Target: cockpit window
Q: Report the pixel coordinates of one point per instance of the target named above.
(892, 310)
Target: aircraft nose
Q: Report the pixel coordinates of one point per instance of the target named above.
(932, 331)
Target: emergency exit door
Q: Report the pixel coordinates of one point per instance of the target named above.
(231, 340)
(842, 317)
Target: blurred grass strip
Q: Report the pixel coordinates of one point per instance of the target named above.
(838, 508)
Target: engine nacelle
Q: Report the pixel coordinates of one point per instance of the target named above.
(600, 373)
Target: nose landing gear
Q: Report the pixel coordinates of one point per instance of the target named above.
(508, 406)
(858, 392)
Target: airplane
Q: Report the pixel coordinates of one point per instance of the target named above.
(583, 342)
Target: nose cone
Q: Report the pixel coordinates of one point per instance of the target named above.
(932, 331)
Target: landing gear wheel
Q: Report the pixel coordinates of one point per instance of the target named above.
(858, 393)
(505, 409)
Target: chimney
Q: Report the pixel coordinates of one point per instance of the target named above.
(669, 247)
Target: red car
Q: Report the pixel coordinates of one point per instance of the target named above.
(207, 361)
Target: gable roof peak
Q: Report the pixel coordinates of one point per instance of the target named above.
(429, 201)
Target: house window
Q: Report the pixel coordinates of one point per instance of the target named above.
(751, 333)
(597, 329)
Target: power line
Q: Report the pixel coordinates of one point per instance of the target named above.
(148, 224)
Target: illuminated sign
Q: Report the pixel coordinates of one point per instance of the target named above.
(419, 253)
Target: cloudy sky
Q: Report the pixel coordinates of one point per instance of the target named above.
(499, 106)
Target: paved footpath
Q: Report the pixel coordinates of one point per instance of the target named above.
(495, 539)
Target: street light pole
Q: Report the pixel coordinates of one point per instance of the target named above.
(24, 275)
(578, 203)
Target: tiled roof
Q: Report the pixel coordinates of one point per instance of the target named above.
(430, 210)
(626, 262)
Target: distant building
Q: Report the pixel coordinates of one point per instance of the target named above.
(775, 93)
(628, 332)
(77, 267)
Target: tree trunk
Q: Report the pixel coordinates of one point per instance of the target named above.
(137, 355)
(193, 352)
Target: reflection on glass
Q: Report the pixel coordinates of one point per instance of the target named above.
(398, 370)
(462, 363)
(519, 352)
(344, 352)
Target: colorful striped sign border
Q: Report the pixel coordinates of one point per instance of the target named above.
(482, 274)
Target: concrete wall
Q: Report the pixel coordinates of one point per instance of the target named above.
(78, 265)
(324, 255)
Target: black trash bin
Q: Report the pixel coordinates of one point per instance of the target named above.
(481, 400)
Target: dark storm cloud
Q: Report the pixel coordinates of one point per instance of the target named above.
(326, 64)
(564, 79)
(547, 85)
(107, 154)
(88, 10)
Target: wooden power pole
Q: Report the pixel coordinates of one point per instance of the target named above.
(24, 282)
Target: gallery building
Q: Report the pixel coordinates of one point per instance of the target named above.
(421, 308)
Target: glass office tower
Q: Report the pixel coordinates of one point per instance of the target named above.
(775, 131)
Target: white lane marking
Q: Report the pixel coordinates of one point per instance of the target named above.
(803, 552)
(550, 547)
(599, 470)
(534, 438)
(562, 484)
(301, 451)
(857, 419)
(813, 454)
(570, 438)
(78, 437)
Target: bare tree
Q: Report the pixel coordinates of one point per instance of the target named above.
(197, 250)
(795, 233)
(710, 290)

--------------------

= TASK TO CARRY OUT =
Among the entries, copy every line containing the word "sign".

= RESPONSE BELOW =
Target: illuminated sign
Target: colorful striped sign border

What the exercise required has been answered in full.